[Dataset records]

= = = =

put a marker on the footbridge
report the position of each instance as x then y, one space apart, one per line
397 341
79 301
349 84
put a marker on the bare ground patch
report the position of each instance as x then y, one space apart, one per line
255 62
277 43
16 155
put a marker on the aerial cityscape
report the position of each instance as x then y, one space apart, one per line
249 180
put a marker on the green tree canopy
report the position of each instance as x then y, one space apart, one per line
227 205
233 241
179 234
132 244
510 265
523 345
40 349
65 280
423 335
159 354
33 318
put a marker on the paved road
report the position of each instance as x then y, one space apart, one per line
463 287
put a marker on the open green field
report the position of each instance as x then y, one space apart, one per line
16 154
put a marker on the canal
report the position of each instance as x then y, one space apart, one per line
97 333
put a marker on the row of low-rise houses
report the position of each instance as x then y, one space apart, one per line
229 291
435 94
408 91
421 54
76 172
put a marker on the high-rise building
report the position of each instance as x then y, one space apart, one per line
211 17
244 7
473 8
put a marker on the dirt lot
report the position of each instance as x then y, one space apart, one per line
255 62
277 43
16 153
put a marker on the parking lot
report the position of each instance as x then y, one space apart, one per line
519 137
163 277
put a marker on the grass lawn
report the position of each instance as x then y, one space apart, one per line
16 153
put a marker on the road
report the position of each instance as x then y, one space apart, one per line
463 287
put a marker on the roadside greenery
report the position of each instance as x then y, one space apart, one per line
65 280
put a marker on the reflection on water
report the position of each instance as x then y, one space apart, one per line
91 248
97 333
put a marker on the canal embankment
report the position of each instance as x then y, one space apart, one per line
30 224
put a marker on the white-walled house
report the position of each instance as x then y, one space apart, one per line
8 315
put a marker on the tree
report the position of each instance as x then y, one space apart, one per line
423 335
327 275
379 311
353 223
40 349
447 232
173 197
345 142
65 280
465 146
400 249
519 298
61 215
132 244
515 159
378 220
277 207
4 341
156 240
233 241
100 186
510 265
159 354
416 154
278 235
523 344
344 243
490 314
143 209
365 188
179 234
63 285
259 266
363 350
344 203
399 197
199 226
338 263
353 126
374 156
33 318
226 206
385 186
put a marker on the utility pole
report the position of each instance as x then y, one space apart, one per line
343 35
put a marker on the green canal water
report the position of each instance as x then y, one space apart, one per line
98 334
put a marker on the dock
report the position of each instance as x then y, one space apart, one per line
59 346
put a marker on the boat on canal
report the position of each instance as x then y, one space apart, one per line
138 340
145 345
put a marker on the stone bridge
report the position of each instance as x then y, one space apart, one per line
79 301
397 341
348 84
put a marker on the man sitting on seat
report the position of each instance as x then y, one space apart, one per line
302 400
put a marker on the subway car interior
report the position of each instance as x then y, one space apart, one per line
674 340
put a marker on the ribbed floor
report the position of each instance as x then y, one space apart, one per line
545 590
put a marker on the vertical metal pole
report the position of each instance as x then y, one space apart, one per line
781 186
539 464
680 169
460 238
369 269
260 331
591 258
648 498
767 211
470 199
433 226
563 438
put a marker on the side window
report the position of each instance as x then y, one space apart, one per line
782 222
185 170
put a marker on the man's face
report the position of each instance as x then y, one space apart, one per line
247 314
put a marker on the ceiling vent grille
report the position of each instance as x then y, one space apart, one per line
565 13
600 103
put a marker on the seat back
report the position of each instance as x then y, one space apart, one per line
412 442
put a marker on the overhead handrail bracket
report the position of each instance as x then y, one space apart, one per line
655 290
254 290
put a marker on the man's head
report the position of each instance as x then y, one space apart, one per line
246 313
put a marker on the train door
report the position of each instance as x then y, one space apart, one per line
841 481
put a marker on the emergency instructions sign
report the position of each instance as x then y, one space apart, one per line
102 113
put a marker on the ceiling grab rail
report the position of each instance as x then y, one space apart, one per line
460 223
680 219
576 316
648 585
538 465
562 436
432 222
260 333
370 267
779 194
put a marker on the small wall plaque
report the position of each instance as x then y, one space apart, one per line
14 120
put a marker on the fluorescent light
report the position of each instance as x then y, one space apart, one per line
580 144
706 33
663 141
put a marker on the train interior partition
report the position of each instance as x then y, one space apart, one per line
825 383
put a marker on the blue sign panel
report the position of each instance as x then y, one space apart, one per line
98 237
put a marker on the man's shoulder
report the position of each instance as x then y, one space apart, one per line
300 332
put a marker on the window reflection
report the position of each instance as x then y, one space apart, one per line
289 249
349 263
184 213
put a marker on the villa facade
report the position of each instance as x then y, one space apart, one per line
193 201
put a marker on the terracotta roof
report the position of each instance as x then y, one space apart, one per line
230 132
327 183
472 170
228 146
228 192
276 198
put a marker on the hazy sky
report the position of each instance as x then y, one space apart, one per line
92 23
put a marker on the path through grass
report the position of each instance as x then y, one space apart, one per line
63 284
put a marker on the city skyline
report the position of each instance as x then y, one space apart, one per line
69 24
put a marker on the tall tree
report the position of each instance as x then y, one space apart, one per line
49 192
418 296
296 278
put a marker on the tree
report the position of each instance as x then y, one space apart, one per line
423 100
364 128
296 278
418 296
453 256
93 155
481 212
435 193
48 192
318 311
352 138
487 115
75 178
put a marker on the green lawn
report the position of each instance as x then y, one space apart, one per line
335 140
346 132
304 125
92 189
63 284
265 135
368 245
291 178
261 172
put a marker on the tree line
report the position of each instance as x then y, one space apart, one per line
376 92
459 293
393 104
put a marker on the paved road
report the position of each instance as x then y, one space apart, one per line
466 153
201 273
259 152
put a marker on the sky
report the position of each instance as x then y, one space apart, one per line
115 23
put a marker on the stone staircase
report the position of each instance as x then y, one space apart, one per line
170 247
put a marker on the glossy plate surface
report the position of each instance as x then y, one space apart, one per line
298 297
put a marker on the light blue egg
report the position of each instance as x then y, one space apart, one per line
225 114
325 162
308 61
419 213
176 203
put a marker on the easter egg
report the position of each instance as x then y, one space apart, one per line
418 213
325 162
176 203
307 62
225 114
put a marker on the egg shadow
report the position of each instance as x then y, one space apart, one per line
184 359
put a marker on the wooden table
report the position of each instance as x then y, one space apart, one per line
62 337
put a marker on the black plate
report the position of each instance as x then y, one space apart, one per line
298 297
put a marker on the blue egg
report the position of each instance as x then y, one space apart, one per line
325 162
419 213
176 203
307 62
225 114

= = = =

[Your instructions] Print back all the lines verbatim.

[Result of the exercise]
put a marker on the footbridge
report the position of each instance as x then y, one space apart, one per line
397 341
79 301
349 84
put a marker on the bare ground patch
report the position of each instance as x then y, one space apart, one per line
255 62
277 43
16 155
put a marker on the aerial cityscape
report the position of each instance as x then y, one space apart, one per line
249 180
put a marker on the green tree canopy
report the position of each instance as x then y, one space apart, one per line
227 205
233 241
179 234
132 244
510 265
523 345
40 349
65 280
423 335
159 354
33 318
put a marker on the paved road
report the position of each instance as x then y, one space apart, one per line
463 287
put a marker on the open green field
report the position of each instance as x then y, one space apart, one per line
16 154
put a marker on the canal
report the position of each instance as x then y, one space apart, one per line
97 333
put a marker on the row of low-rise houses
report the position of each instance as x then y, one space apart, one per line
229 291
435 94
408 91
421 54
76 172
put a marker on the high-rise building
report the position of each instance as x then y, one space apart, one per line
211 17
244 7
473 8
put a marker on the dirt lot
report the position of each instance as x then y, one space apart, one per line
255 62
277 43
16 153
put a marker on the parking lot
report the position of each instance as x then y, one space apart, one per line
519 137
163 277
put a marker on the grass lawn
report the position of each instance as x then y, one space apart, one per line
16 153
put a marker on the road
report the position of each instance as x then y, one space apart, one per line
463 287
put a marker on the roadside greenery
report the position of each instance as x then y, one space apart, one per line
65 280
put a marker on the reflection on water
report the position of each instance as x then y, one space apart, one per line
91 248
97 333
put a marker on the canal embankment
report the position of each instance as x then y, one space apart, one per line
30 224
put a marker on the white-walled house
report the position of each instance as x then y, one space apart, one per line
8 315
put a marker on the tree
report the position of each instance as x then y, one space apart, one per line
423 335
327 275
379 311
353 223
40 349
447 232
173 197
345 142
65 280
465 146
400 249
519 298
61 215
132 244
515 159
378 220
277 207
4 341
156 240
233 241
100 186
510 265
159 354
416 154
278 235
523 344
344 243
490 314
143 209
365 188
179 234
63 285
259 266
363 350
344 203
399 197
199 226
338 263
353 126
374 156
33 318
226 206
385 186
put a marker on the utility pole
report the position of each instance as x then y, one space apart, one per line
343 35
put a marker on the green canal water
report the position of each instance as x then y, one space apart, one per line
98 334
put a marker on the dock
report the position of each instance as x then y, one space apart, one per line
59 346
put a marker on the boat on canal
report the position of each instance as x then y, one space apart, one per line
138 340
145 345
put a marker on the stone bridge
report the position of each instance as x then y, one space apart, one per line
79 301
397 341
348 84
put a marker on the man sitting on seat
report the position of each instance as x then y, one space apart, one per line
302 400
put a marker on the subway car interior
report the position of each instance as x then y, one space apart, one per line
674 340
put a marker on the ribbed floor
report the position of each instance as x then y, one space apart, one per line
545 590
put a marker on the vertical metal pole
report the position of each instance as x then y, one space apart, one per line
781 186
539 464
680 169
460 238
369 269
260 331
591 258
648 498
767 211
470 199
433 226
563 438
put a marker on the side window
report the position of each instance as x then y, one space apart, one per line
782 222
185 170
put a marker on the man's face
report the position of each instance as x then y, one space apart, one per line
247 314
put a marker on the ceiling vent grille
report the position of each instance as x then y, one space apart, one per line
565 13
600 103
put a marker on the seat back
report the position of each instance as x then y, one space apart, one per line
412 442
put a marker on the overhead handrail bracket
report the position of each instance as x then y, one space apart, one per line
655 290
254 290
put a marker on the man's head
report the position of each instance as x then y, one space apart, one per line
246 313
put a marker on the train door
report the position of each instance as x then y, one space apart, one per line
841 481
put a marker on the emergency instructions sign
report the position of each instance as x then y, one space apart, one per line
102 113
put a marker on the ceiling grab rail
report the position of each instance as x then y, one space apart, one per line
460 223
680 219
576 316
648 585
538 465
562 436
432 222
260 333
370 267
779 194
put a marker on the small wall plaque
report the position of each instance as x then y, one space apart, one per line
14 120
put a marker on the fluorescent light
report the position of each instance as x then y, one space apart, one per line
580 144
706 33
663 141
put a marker on the train interior partition
report the position of each instance as x then y, one space apart, one per line
825 383
put a marker on the blue sign panel
report the position of each instance as x then y, one space apart, one per line
98 237
put a marker on the man's shoulder
report the position of each instance as x then y, one space apart, one per line
300 332
put a marker on the window reflection
report the position of each instance as x then y, one space apart, one per line
289 249
349 263
184 213
put a marker on the villa facade
report the position of each instance as x then y, one space apart, one per line
193 201
put a marker on the terracotta roof
report the position of each instance as x then y, one space apart, one per line
230 132
327 183
472 170
228 146
228 192
276 198
put a marker on the hazy sky
report the position of each instance as x then y, one space apart, one per line
92 23
put a marker on the path through grass
report the position of each instance as x then y, one space apart, one per line
63 284
put a marker on the city skyline
report the position of each instance as x then y, one space apart, one per line
69 24
put a marker on the tall tree
report the position of each instance as x then y, one space apart, one per line
49 192
418 296
296 278
put a marker on the tree
report the position of each instance as x then y, one space apart, one per line
423 100
364 128
296 278
418 296
453 256
93 155
481 212
435 193
48 192
318 311
352 138
487 115
75 178
put a marker on the green lawn
report the position of each instance as x then y, one space apart, one per line
335 140
346 132
304 125
92 189
63 284
265 135
368 245
291 178
261 172
put a marker on the tree line
report the position of each instance as x then y, one space apart, one per line
376 92
459 293
393 104
put a marker on the paved road
report the position of each instance as x then y, one space apart, one per line
466 153
201 273
259 152
put a marker on the sky
report the position of each instance as x then y, one space apart, one per line
115 23
put a marker on the stone staircase
report the position of each instance as x then y, one space apart, one per line
170 247
put a marker on the glossy plate surface
report the position of each instance as x then y, one space apart, one per line
298 297
put a marker on the light blue egg
report the position of each instance as x then y, one space apart, one per line
225 114
325 162
308 61
419 213
176 203
put a marker on the easter egg
report the position of each instance as x then y, one space apart, one per line
418 213
325 162
176 203
307 62
225 114
put a marker on the egg shadow
report the position of each instance as x then y, one space apart, one per line
184 359
put a marker on the wooden table
report the position of each instance as x then y, one space apart, one per line
62 337
put a marker on the black plate
report the position of each instance as x then y, one space apart, one per line
298 297
put a marker on the blue egg
report the position of each instance as x then y, one space apart, one per line
325 162
419 213
176 203
307 62
225 114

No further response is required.